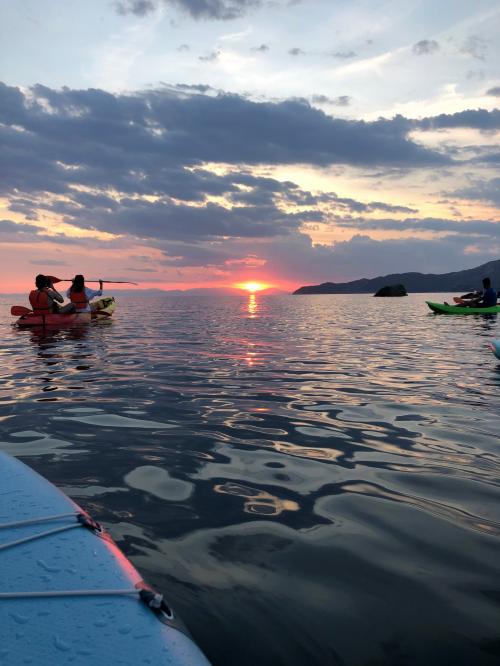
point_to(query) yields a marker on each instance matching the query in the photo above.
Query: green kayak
(442, 308)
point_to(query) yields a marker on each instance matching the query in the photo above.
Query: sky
(208, 143)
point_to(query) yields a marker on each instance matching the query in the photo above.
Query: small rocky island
(392, 290)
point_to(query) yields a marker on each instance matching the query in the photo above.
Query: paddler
(80, 295)
(44, 298)
(487, 299)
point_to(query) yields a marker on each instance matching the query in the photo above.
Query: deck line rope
(35, 521)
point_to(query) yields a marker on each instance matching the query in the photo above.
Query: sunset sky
(189, 143)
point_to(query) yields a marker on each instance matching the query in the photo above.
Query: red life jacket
(79, 298)
(39, 300)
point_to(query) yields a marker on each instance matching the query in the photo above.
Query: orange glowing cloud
(252, 287)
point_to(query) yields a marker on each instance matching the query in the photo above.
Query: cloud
(296, 259)
(343, 55)
(473, 118)
(262, 48)
(199, 9)
(437, 225)
(142, 142)
(425, 47)
(139, 170)
(488, 191)
(211, 57)
(341, 100)
(476, 47)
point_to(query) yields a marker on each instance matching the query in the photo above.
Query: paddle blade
(19, 310)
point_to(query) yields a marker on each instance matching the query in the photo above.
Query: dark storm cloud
(425, 46)
(200, 9)
(341, 100)
(165, 220)
(474, 118)
(183, 254)
(136, 143)
(361, 207)
(131, 163)
(437, 225)
(295, 258)
(476, 47)
(8, 226)
(487, 191)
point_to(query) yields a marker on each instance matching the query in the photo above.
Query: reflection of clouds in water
(38, 443)
(306, 451)
(159, 483)
(257, 501)
(116, 421)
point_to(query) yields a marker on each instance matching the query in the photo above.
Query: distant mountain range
(459, 281)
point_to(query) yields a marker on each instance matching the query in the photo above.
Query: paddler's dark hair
(40, 281)
(78, 283)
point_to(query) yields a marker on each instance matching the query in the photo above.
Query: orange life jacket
(79, 298)
(39, 300)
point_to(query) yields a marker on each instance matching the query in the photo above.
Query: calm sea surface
(310, 480)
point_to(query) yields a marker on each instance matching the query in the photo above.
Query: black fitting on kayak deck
(157, 603)
(86, 521)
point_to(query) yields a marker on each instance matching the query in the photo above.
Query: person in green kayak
(44, 299)
(486, 299)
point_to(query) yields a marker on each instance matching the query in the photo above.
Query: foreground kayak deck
(441, 308)
(104, 309)
(78, 628)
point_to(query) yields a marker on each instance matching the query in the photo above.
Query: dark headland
(459, 281)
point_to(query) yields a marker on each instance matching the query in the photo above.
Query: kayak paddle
(54, 280)
(19, 310)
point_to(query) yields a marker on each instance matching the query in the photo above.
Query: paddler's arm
(54, 294)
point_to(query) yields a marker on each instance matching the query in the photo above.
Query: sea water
(309, 479)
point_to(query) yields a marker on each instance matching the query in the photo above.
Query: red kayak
(104, 309)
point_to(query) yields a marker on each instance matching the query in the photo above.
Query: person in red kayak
(80, 295)
(44, 299)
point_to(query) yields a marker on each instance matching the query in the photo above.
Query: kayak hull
(442, 308)
(73, 629)
(104, 309)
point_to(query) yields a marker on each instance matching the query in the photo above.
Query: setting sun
(252, 286)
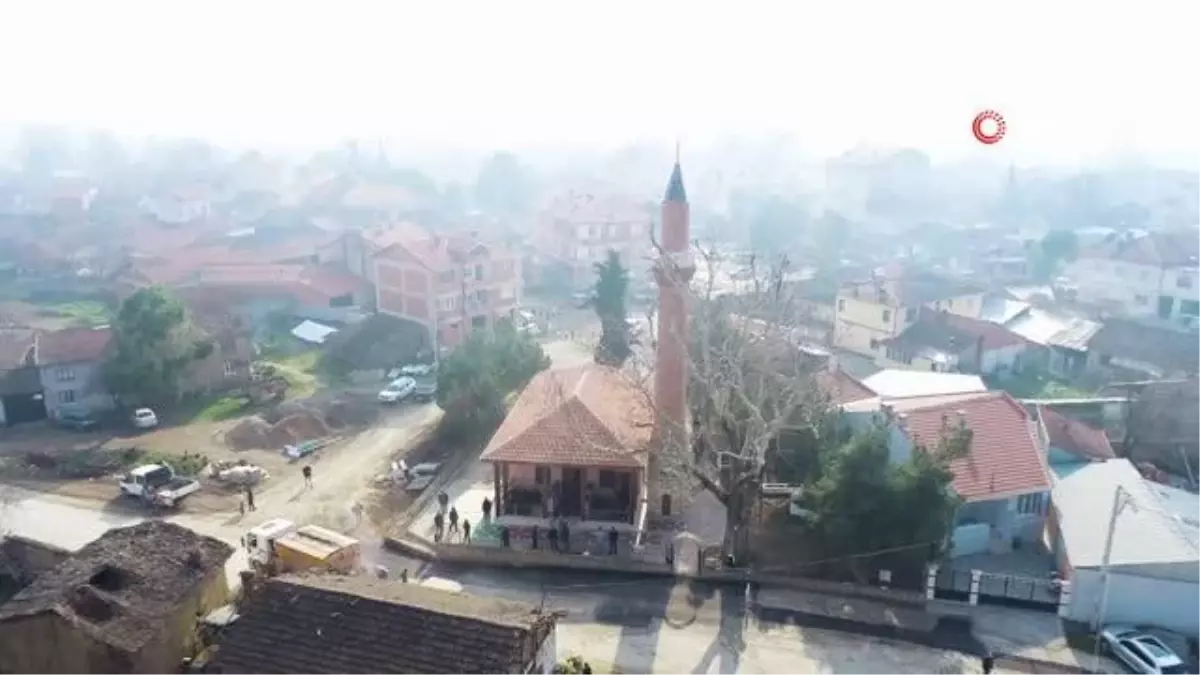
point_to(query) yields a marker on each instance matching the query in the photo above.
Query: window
(1031, 505)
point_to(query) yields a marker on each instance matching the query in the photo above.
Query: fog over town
(642, 338)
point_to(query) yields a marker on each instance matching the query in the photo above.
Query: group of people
(249, 502)
(447, 523)
(442, 532)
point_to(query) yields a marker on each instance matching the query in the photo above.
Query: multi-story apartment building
(869, 314)
(577, 231)
(449, 284)
(1143, 274)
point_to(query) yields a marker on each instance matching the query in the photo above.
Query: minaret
(673, 272)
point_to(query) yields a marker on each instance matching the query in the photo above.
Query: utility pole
(1121, 499)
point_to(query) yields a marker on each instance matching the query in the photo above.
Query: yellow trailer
(279, 547)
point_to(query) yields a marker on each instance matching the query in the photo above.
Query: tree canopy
(155, 345)
(1056, 248)
(609, 302)
(479, 374)
(504, 185)
(863, 502)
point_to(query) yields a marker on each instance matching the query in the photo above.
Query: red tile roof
(73, 345)
(841, 387)
(1006, 459)
(587, 416)
(1075, 436)
(15, 346)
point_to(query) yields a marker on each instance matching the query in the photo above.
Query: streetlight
(1121, 499)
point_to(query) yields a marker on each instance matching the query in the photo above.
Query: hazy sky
(1071, 77)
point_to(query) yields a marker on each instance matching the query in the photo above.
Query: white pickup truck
(157, 483)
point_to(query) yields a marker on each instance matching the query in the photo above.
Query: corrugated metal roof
(1146, 531)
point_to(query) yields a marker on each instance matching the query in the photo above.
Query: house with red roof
(1071, 443)
(946, 342)
(1003, 481)
(46, 372)
(71, 368)
(575, 444)
(450, 284)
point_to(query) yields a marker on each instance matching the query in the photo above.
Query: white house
(1143, 274)
(1153, 568)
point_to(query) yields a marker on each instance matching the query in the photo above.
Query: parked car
(144, 418)
(157, 483)
(420, 476)
(1141, 652)
(77, 420)
(426, 389)
(397, 390)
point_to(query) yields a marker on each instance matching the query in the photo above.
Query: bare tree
(749, 382)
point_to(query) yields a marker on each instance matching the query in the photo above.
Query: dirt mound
(256, 432)
(351, 412)
(376, 342)
(297, 429)
(249, 434)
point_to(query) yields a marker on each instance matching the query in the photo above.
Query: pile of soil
(256, 432)
(249, 434)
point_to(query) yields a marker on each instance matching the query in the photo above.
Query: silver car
(1141, 652)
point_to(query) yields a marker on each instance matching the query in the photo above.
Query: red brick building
(451, 284)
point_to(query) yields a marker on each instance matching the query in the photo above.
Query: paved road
(664, 626)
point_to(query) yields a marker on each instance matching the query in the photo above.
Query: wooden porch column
(496, 488)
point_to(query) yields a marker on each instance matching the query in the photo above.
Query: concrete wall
(46, 643)
(1137, 599)
(970, 539)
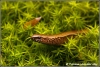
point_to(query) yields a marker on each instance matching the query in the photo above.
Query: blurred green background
(57, 17)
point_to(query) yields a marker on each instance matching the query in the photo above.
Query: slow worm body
(57, 39)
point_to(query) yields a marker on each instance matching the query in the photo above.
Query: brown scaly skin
(57, 39)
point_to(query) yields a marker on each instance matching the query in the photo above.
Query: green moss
(57, 17)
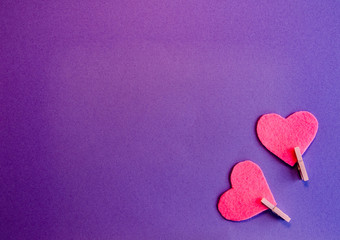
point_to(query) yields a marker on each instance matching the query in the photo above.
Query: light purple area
(123, 119)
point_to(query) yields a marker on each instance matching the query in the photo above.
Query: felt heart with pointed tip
(281, 135)
(248, 186)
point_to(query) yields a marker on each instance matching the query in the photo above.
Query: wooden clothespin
(275, 210)
(301, 164)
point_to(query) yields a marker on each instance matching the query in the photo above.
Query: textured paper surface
(281, 135)
(243, 200)
(121, 119)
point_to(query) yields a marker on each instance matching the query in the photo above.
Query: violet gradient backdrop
(123, 119)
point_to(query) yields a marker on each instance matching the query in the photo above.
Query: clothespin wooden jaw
(275, 210)
(301, 164)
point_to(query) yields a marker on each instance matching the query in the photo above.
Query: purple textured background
(123, 119)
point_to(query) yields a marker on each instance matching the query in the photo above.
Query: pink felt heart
(281, 135)
(248, 187)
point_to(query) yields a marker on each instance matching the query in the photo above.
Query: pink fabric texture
(281, 135)
(248, 187)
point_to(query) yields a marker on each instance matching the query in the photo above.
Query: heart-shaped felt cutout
(248, 187)
(281, 135)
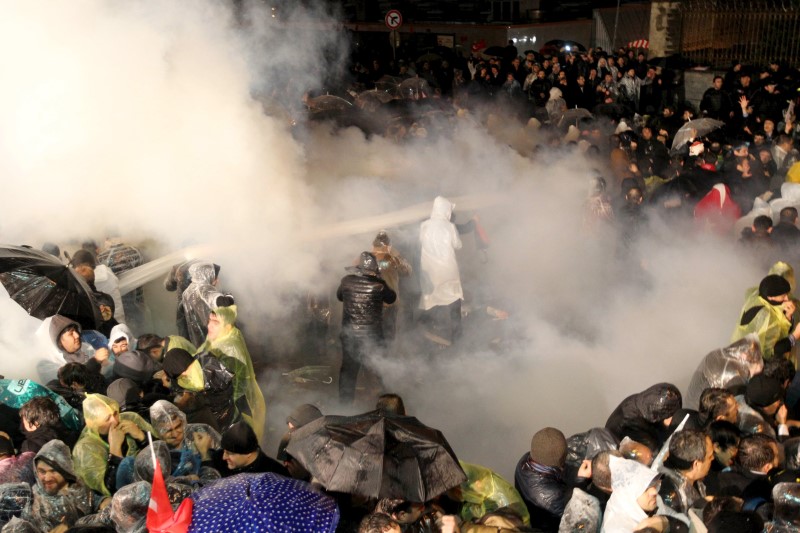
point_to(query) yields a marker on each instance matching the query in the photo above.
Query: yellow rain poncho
(230, 348)
(770, 324)
(90, 453)
(485, 491)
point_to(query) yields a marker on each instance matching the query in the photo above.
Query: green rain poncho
(91, 451)
(485, 491)
(769, 324)
(230, 348)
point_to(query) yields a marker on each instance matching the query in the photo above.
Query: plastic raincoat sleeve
(90, 454)
(485, 492)
(582, 513)
(769, 324)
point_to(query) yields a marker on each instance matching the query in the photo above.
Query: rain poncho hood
(119, 331)
(91, 451)
(486, 491)
(629, 480)
(199, 298)
(231, 350)
(786, 516)
(582, 514)
(726, 368)
(658, 402)
(59, 457)
(47, 511)
(769, 324)
(129, 507)
(439, 275)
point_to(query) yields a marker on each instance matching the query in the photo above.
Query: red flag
(160, 518)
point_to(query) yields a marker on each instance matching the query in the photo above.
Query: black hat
(549, 447)
(176, 361)
(367, 265)
(773, 285)
(134, 365)
(239, 438)
(83, 257)
(763, 391)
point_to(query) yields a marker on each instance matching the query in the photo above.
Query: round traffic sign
(393, 19)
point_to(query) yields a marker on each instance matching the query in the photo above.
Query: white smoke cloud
(139, 119)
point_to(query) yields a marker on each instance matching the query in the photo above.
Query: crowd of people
(117, 402)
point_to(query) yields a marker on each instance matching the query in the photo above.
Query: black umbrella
(44, 287)
(377, 456)
(496, 51)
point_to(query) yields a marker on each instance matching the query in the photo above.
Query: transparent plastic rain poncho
(91, 451)
(586, 445)
(750, 421)
(129, 507)
(46, 511)
(162, 413)
(770, 324)
(14, 498)
(230, 348)
(199, 298)
(727, 368)
(786, 516)
(17, 392)
(144, 469)
(629, 480)
(582, 514)
(439, 277)
(485, 491)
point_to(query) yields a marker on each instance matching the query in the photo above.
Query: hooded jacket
(727, 368)
(199, 298)
(640, 416)
(231, 350)
(47, 511)
(91, 453)
(439, 276)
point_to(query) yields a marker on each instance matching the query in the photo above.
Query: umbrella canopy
(328, 102)
(377, 456)
(699, 127)
(44, 287)
(495, 51)
(262, 502)
(572, 116)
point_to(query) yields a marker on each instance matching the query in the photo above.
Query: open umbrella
(495, 51)
(572, 116)
(696, 128)
(328, 102)
(262, 502)
(377, 456)
(44, 287)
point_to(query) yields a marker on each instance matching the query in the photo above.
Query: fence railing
(716, 32)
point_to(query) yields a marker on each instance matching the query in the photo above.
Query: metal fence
(716, 32)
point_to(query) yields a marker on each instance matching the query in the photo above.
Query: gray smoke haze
(139, 119)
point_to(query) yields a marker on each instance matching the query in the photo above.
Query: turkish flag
(160, 518)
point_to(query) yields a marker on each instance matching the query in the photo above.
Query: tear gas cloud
(139, 119)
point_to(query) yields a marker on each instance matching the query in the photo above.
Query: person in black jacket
(239, 454)
(363, 293)
(539, 478)
(645, 417)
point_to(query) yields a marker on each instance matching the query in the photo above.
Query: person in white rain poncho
(634, 502)
(200, 297)
(439, 277)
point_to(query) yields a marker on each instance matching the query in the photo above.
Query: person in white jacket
(439, 276)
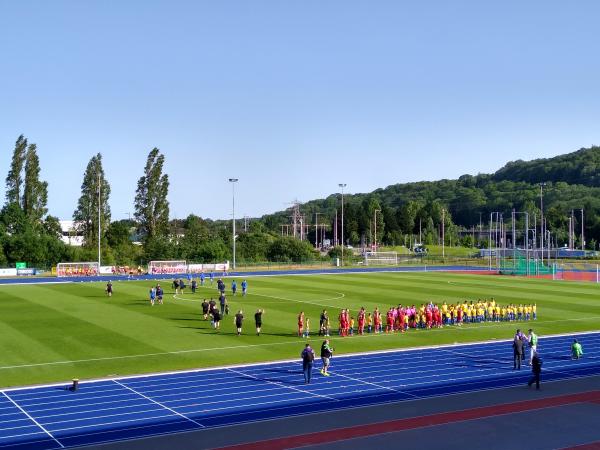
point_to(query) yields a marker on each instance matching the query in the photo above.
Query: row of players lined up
(179, 285)
(427, 316)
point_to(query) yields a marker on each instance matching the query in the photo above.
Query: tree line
(401, 214)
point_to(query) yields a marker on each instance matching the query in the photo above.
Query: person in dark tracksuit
(308, 357)
(517, 352)
(536, 371)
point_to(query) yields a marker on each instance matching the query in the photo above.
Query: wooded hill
(572, 182)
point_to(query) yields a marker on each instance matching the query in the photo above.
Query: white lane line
(33, 420)
(159, 404)
(283, 385)
(374, 384)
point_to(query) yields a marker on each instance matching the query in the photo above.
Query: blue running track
(262, 273)
(53, 417)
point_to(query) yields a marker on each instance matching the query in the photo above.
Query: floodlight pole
(443, 243)
(233, 181)
(342, 185)
(99, 228)
(375, 214)
(317, 230)
(582, 237)
(542, 219)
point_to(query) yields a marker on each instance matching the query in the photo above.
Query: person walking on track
(536, 371)
(308, 358)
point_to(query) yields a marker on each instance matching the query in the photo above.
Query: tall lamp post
(542, 218)
(233, 181)
(317, 230)
(582, 224)
(342, 185)
(99, 227)
(443, 237)
(375, 214)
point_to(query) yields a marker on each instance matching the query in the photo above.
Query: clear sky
(292, 97)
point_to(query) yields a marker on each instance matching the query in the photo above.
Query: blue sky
(292, 97)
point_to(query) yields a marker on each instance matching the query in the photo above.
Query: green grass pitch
(55, 332)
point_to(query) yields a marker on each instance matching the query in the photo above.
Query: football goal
(77, 269)
(381, 258)
(166, 267)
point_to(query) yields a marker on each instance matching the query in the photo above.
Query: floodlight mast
(233, 181)
(375, 215)
(342, 185)
(99, 229)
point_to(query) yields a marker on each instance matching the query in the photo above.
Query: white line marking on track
(373, 384)
(265, 363)
(33, 420)
(159, 404)
(283, 385)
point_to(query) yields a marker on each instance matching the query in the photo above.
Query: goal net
(381, 258)
(167, 267)
(77, 269)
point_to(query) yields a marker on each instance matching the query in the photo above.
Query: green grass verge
(54, 332)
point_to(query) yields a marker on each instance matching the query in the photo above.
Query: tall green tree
(35, 191)
(14, 180)
(151, 204)
(95, 192)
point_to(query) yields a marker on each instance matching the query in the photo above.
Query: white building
(70, 235)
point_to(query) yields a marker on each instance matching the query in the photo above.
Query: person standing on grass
(152, 296)
(326, 354)
(238, 320)
(222, 302)
(258, 320)
(308, 358)
(205, 306)
(576, 350)
(301, 324)
(536, 371)
(517, 352)
(322, 319)
(532, 345)
(159, 294)
(361, 321)
(217, 319)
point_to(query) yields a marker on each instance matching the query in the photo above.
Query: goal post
(77, 269)
(381, 258)
(167, 267)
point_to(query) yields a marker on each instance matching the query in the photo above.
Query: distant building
(70, 235)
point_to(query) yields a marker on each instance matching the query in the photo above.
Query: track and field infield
(52, 417)
(55, 332)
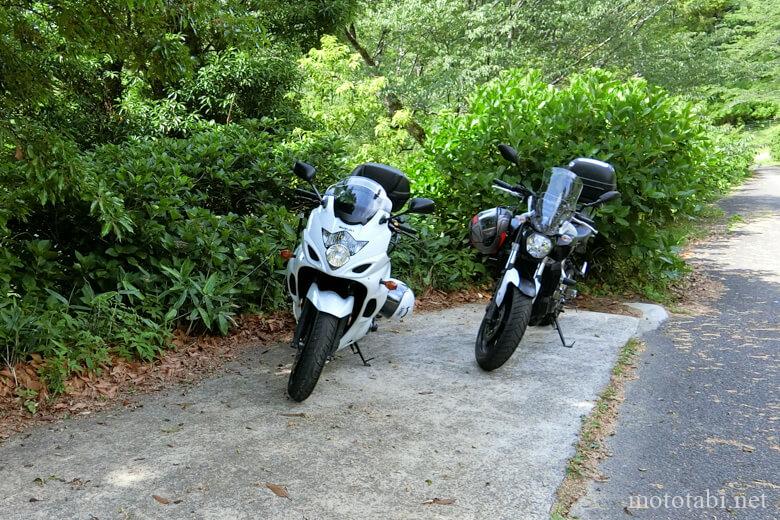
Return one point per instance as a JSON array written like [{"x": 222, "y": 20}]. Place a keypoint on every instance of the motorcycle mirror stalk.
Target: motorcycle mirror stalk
[
  {"x": 306, "y": 172},
  {"x": 604, "y": 198},
  {"x": 418, "y": 205}
]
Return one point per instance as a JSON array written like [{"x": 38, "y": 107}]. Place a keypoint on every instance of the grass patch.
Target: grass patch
[{"x": 596, "y": 427}]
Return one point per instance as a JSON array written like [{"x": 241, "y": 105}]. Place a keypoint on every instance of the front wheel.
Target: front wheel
[
  {"x": 502, "y": 329},
  {"x": 315, "y": 335}
]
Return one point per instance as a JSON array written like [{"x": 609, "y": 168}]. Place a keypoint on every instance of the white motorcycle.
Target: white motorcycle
[{"x": 339, "y": 275}]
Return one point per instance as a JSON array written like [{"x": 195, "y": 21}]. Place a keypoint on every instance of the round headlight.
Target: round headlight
[
  {"x": 538, "y": 245},
  {"x": 337, "y": 255}
]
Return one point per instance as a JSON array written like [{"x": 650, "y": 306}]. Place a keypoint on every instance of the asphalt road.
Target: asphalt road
[
  {"x": 422, "y": 423},
  {"x": 697, "y": 435}
]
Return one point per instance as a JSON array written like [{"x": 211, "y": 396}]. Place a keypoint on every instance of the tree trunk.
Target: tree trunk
[{"x": 392, "y": 101}]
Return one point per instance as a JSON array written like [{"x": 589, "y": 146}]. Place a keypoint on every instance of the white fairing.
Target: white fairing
[{"x": 373, "y": 255}]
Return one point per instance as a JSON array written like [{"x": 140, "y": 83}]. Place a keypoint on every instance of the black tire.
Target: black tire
[
  {"x": 317, "y": 333},
  {"x": 502, "y": 329}
]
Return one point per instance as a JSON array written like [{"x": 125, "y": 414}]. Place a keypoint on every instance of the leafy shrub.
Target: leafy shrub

Prompt = Exactly as written, give again every line from the one containing "the front wheel." through the last line of the material above, and no other lines.

Exercise answer =
Return one point per instance as a JSON array written like [{"x": 241, "y": 105}]. Place a keypoint on every instance of the front wheel.
Target: front wheel
[
  {"x": 502, "y": 329},
  {"x": 315, "y": 335}
]
Return one point per instance as a JSON array written like [{"x": 609, "y": 168}]. Place a keypoint on every instance of the white motorcycle.
Target: white motorcycle
[{"x": 339, "y": 275}]
Return one point per instance as a JSON array written like [{"x": 195, "y": 21}]. Place a keypoint on every instance of the round headlight.
Target: round headlight
[
  {"x": 538, "y": 245},
  {"x": 337, "y": 255}
]
Return one point per instance as a JSON array written like [{"x": 650, "y": 306}]. Place a keypoint on every instance of the asphalt road.
Target: asphalt road
[
  {"x": 422, "y": 423},
  {"x": 697, "y": 435}
]
Return one point per instance as a JSON array written like [{"x": 211, "y": 396}]. Place a keypoint on every instance of the tree trunk.
Target: tree trunk
[{"x": 392, "y": 101}]
Return one point per instance as a JSON array written like [{"x": 589, "y": 146}]. Place a keypoint on every instance of the white fairing.
Target: white fairing
[{"x": 373, "y": 255}]
Return one point per instance as a JSON array written like [{"x": 140, "y": 83}]. Place a keypoint on every instance of the black tire.
Target: black tire
[
  {"x": 317, "y": 333},
  {"x": 502, "y": 329}
]
Return one point per instance as a JSON array written like [{"x": 125, "y": 414}]. Place a keypoint on every instance of the leafy shrub.
Target: leafy shrub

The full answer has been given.